── TASK INPUTS ──
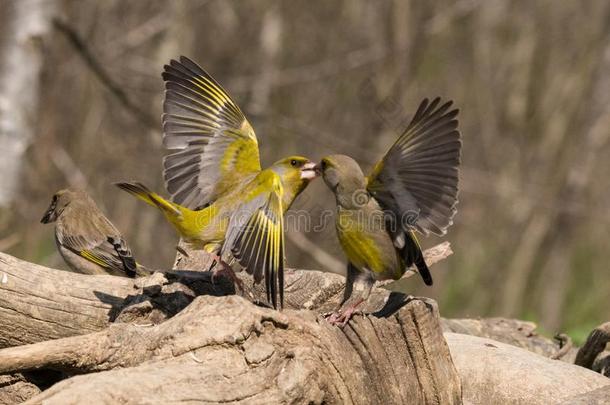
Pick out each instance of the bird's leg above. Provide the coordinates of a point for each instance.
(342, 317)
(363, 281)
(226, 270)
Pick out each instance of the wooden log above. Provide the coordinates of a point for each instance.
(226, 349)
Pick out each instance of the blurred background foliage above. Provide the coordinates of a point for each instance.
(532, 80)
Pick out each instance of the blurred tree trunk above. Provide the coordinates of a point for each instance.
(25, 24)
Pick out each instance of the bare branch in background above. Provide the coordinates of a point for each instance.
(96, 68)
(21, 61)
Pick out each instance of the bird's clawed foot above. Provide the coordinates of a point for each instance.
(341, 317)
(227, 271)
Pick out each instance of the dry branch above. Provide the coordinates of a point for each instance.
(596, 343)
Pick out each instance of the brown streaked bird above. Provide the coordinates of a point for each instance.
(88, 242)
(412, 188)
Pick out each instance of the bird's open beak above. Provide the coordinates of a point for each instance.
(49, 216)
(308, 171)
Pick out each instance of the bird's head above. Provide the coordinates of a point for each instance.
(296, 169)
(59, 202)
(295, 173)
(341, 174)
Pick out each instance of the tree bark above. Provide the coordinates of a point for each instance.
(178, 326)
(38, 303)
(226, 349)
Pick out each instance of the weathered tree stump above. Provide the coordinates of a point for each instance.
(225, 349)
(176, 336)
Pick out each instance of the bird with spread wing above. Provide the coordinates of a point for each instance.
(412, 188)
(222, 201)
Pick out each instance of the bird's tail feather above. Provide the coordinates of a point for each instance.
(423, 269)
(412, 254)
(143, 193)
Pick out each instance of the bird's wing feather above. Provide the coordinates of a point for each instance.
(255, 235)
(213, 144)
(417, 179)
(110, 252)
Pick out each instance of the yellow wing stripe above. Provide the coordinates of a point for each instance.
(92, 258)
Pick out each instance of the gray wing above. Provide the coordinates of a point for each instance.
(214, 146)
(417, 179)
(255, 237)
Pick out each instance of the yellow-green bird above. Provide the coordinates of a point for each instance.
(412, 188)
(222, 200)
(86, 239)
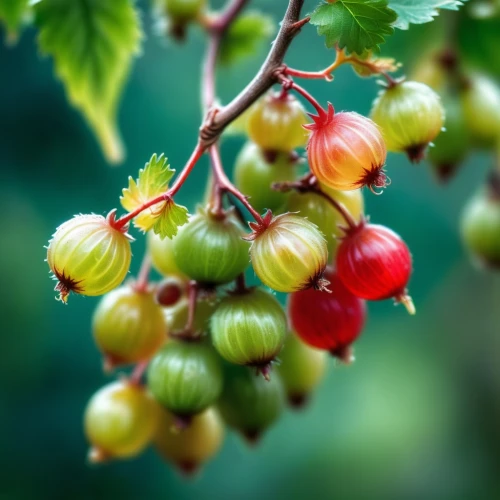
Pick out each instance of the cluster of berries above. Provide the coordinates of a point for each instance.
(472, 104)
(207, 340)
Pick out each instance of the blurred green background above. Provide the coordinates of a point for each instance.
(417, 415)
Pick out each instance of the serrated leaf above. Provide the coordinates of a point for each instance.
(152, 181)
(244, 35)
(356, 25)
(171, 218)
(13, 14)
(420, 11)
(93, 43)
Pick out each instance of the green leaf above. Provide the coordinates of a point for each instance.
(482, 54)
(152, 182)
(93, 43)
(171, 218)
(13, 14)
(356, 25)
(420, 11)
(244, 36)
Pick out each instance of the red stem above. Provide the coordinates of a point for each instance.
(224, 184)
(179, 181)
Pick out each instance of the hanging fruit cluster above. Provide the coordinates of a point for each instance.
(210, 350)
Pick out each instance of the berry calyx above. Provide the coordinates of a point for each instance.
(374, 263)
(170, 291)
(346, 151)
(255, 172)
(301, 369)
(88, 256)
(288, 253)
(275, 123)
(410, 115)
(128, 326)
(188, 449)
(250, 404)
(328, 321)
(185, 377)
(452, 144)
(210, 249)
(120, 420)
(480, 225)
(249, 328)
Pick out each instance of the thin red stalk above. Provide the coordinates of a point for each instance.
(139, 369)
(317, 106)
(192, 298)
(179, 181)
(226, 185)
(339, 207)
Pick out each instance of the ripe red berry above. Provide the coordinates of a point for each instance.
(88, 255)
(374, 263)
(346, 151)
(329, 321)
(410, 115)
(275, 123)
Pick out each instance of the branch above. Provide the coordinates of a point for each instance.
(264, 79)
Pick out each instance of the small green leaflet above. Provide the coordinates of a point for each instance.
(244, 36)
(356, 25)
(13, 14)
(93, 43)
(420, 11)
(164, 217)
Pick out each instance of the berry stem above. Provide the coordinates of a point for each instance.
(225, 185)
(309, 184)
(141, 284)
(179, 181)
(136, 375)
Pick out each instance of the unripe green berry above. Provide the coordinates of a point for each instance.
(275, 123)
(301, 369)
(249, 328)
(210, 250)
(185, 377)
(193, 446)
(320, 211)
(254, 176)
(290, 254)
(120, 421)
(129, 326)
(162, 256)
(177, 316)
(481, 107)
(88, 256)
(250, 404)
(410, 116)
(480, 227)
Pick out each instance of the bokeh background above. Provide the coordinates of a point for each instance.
───
[TASK OBJECTIVE]
Please repeat every record above exactly, but leave out the pictures.

[RESULT]
Pick out each instance of the bird's leg above. Provide the coordinates of a point for each instance.
(342, 317)
(363, 281)
(226, 270)
Pick out each instance of the wooden log above. Provide the coordinates of a point for each instance.
(226, 349)
Pick out each instance of the blurred background foliage above. Provide the coordinates of a point for each instance.
(532, 80)
Pick out each instance of the blurred tree trunk above. Provide the coordinates of a point for each instance.
(25, 24)
Pick out each instance of the bare branch in background above. Provide the coordinates of a point for each instance.
(96, 68)
(21, 61)
Pick out each instance of the bird's clawed foot above. Provide the coordinates of a point for each instance.
(341, 317)
(227, 271)
Pick out each instance of the dry branch above. Provide the coordinates of a point for each instance.
(596, 343)
Pick out each instance of the brown streaked bird above. Provide the coordinates of a point for each instance.
(88, 242)
(412, 188)
Pick out each instance of the bird's open beak above. Provide the coordinates of a point for each instance.
(49, 216)
(308, 171)
Pick out each instance of the bird's head above. Provide the coordinates of a point for each instance.
(296, 169)
(59, 202)
(295, 173)
(341, 174)
Pick out each instance of the tree bark above. Provide the coordinates of a point for each instance.
(178, 326)
(38, 303)
(226, 349)
Pick out each instance of the weathered tree stump above. Provide the coordinates of a point for each instance.
(225, 349)
(176, 336)
Pick out each instance of the bird with spread wing above. Provide the coordinates of a point for each instance.
(412, 188)
(222, 201)
Pick out each instance of the bird's tail feather above. Provide the coordinates of a point for each instance.
(423, 269)
(412, 254)
(143, 193)
Pick out each instance of the bird's wing feather above. Provide the coordinates of a point for each instance.
(255, 235)
(213, 144)
(417, 179)
(110, 252)
Pick out each instance of the yellow wing stripe above. Provide the coordinates of a point for each instance.
(92, 258)
Pick out each instance of the gray wing above. Provide the coordinates of a point for each instance.
(214, 146)
(417, 179)
(255, 237)
Pick out each instance of the yellow-green bird above. Provide the coordinates of a point for each instance.
(412, 188)
(222, 200)
(86, 239)
Pick out each instance of the cluster of berries above. Provide the coordinates of a point for each instance.
(472, 104)
(207, 340)
Pick out each instance of the blurred green background above. Provide the coordinates of a point for each instance.
(417, 415)
Pick out each instance of the serrated leaf above. Provide the coordinates of a point for each instance.
(152, 181)
(244, 35)
(356, 25)
(171, 218)
(13, 14)
(420, 11)
(93, 43)
Pick out each instance of the green leaf above. Provide the coordinates of a point for each instance.
(482, 54)
(152, 182)
(93, 43)
(171, 218)
(13, 14)
(356, 25)
(420, 11)
(244, 36)
Pick out each instance of the red stem above. Provide the coordinates of a point for each instance.
(224, 184)
(179, 181)
Pick out each instance of the hanging fruit cluster above. Provide the coordinates of a point for each instance.
(210, 350)
Pick out each instance of the berry calyx above. Provide the coordinates of a point for each instance.
(374, 263)
(170, 291)
(346, 151)
(255, 172)
(301, 369)
(88, 256)
(288, 253)
(275, 123)
(410, 115)
(128, 326)
(188, 449)
(250, 404)
(328, 321)
(185, 377)
(452, 144)
(210, 249)
(120, 420)
(480, 225)
(249, 328)
Pick out each instance of the thin red stalk above. Provide the coordinates of a point for each instance.
(139, 369)
(317, 106)
(192, 298)
(179, 181)
(226, 185)
(339, 207)
Pick out each instance of the ripe red berry above. Provide the coordinates of a point for each instance.
(88, 255)
(374, 263)
(346, 151)
(329, 321)
(410, 115)
(275, 123)
Pick out each instance of the branch above. Provide the coordinates of a point for each instance.
(264, 79)
Pick out each instance of the small green leaflet above. Provide the coordinates of a point for each instance.
(244, 36)
(356, 25)
(13, 14)
(93, 43)
(420, 11)
(164, 217)
Pick out each instance of the berry stem above. Provide the coordinates of a point for each instance.
(225, 185)
(309, 184)
(141, 284)
(179, 181)
(136, 375)
Pick out each instance of the unripe green berry above. Provide the coordinates of a point for each instance.
(275, 123)
(301, 369)
(249, 328)
(210, 250)
(185, 377)
(193, 446)
(320, 211)
(254, 176)
(290, 254)
(120, 421)
(129, 326)
(162, 256)
(177, 316)
(481, 107)
(88, 256)
(250, 404)
(410, 116)
(480, 227)
Pick out each instance of the bokeh background above. Provide the coordinates of a point for each instance.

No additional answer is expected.